Problem to work on :: Starting at the line that contains "Identify a point for each instance of the red plastic", quote each line exactly through the last line of the entries, both included.

Items ::
## start
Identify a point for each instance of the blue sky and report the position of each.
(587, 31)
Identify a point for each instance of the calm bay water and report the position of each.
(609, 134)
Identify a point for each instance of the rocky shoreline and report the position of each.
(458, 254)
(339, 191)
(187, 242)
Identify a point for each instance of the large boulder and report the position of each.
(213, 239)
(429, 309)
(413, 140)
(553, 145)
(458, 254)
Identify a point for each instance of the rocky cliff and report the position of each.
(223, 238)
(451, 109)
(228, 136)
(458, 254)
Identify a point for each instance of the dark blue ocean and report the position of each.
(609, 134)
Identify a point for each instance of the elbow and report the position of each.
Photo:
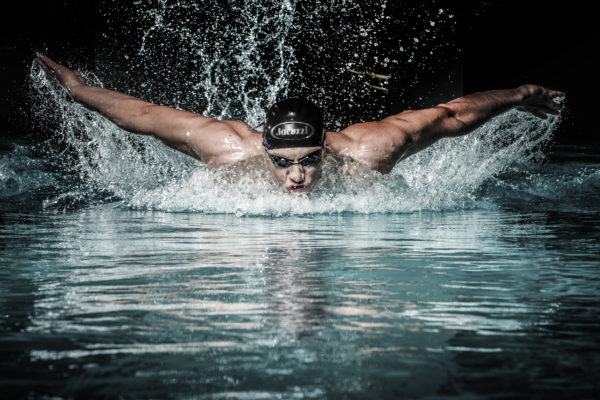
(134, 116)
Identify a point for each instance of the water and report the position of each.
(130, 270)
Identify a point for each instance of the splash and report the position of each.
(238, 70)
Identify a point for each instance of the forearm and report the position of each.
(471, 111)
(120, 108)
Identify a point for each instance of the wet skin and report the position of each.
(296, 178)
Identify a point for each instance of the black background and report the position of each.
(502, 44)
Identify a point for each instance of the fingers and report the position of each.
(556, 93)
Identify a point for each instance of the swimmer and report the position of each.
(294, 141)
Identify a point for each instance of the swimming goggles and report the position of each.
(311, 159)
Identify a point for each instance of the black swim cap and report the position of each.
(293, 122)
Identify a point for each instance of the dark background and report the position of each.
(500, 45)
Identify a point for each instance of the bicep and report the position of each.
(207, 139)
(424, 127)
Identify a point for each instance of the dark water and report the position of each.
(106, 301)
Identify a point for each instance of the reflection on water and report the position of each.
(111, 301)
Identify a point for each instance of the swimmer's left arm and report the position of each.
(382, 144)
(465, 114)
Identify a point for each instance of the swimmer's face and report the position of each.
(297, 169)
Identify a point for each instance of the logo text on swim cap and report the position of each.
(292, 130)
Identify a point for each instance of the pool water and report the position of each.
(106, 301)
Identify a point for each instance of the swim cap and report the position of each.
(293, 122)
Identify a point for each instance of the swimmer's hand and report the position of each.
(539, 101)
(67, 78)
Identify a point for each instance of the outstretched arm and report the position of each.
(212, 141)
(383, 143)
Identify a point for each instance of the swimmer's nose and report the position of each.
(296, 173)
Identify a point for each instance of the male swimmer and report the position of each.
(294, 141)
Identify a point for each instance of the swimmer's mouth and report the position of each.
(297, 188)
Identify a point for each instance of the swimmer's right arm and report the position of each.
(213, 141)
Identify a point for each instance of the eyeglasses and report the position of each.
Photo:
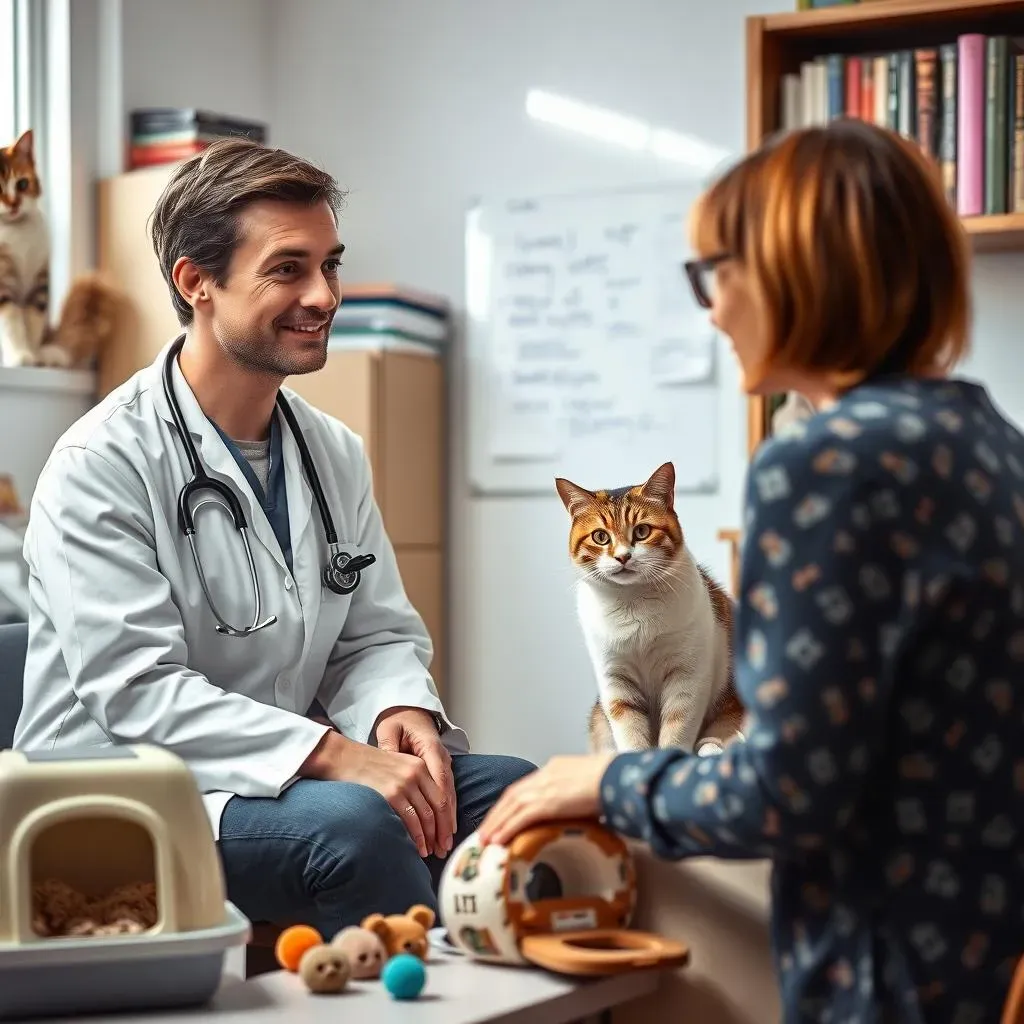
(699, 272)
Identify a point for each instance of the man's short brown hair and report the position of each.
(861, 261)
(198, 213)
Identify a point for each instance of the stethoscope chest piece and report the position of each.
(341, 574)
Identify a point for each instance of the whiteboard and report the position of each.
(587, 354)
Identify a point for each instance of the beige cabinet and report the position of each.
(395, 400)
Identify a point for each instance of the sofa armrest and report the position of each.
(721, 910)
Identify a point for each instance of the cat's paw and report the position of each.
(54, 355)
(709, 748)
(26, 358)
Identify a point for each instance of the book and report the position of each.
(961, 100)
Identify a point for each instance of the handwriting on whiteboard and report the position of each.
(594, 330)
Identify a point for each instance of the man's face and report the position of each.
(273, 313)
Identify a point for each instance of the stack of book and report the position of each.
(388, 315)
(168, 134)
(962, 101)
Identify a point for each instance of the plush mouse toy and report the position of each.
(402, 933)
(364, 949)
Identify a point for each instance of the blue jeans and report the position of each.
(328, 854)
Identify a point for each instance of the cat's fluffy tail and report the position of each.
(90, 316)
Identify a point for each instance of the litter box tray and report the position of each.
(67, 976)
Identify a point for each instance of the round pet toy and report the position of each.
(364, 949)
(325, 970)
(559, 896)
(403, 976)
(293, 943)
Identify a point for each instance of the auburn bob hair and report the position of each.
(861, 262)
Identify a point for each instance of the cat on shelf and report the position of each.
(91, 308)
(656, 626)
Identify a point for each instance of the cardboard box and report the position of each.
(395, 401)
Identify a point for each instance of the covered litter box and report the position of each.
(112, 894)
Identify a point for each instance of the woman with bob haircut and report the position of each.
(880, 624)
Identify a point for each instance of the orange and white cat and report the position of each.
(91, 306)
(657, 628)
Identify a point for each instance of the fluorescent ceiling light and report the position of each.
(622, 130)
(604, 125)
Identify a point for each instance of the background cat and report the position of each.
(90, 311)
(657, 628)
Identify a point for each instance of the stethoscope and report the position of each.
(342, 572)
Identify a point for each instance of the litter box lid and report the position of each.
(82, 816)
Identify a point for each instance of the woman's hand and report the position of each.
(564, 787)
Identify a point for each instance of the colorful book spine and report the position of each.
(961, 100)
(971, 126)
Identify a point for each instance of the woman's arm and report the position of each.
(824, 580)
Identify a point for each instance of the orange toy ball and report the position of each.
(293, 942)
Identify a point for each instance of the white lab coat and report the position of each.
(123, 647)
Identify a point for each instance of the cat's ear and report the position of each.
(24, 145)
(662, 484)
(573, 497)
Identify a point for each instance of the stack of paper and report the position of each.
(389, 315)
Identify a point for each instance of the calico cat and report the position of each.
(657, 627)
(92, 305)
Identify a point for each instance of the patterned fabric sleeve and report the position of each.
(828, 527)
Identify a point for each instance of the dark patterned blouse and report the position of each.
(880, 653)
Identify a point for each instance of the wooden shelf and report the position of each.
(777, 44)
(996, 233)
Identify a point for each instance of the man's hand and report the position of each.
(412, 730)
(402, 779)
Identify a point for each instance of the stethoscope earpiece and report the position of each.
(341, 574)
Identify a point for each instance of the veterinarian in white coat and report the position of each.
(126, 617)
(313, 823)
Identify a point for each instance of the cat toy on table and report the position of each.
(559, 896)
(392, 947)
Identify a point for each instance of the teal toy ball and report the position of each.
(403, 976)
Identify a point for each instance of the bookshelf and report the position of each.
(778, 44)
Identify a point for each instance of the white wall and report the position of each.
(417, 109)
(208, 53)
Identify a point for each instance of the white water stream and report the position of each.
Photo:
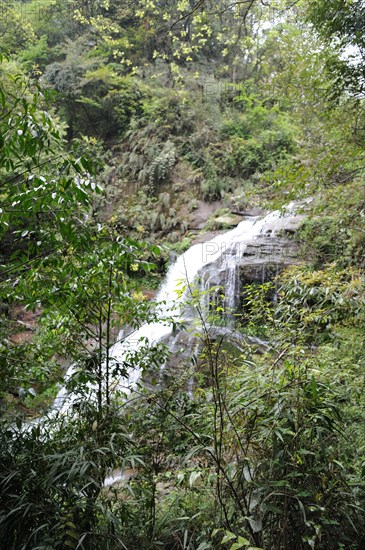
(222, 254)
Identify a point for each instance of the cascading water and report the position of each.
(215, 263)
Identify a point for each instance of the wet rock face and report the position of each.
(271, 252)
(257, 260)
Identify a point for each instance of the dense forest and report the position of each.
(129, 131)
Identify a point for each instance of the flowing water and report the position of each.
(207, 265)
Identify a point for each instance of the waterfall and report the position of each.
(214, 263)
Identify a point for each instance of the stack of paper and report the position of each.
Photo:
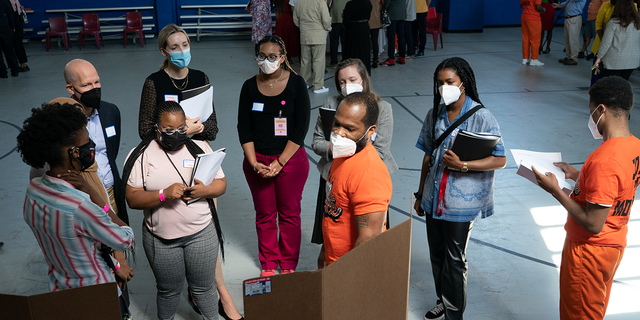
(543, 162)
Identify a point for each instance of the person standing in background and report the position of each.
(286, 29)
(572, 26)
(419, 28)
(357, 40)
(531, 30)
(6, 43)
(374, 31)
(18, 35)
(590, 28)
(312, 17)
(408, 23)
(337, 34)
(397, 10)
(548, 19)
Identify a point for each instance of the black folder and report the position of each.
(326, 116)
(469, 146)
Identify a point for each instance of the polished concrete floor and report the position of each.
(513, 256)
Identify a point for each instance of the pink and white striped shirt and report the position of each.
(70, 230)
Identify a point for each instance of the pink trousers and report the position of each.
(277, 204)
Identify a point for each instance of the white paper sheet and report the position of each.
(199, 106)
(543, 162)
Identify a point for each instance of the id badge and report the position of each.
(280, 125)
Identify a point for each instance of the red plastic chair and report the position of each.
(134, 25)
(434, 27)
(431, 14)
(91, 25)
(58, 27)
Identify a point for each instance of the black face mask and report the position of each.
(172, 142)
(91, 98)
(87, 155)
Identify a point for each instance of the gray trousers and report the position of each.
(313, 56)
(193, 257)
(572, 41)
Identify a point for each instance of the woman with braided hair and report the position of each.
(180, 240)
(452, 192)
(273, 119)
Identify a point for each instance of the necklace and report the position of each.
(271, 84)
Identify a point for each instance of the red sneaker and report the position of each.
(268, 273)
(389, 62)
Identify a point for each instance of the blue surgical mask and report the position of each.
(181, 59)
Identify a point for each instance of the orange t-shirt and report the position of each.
## end
Written answer ::
Identify a point for each instance of the red plastic chair and report the position of each.
(134, 25)
(434, 27)
(431, 14)
(91, 25)
(58, 27)
Identify a point for each instance of the black face mask and report the position of each.
(172, 142)
(91, 98)
(87, 155)
Identify a point for each instance of the gray trousers and report the position of each.
(313, 56)
(193, 257)
(572, 41)
Identify a point for each instance of the woman with braided hair and report the position of each.
(180, 240)
(452, 192)
(273, 119)
Identify a point for each instance of the necklace and report the position of each.
(271, 84)
Identify a point for each instance of the red sneaker and report the position of each.
(268, 273)
(389, 62)
Identify a point for each instance of the blue surgical mask and report the position of each.
(181, 59)
Identify a point for each instance of the orange t-shirt and report the position of each.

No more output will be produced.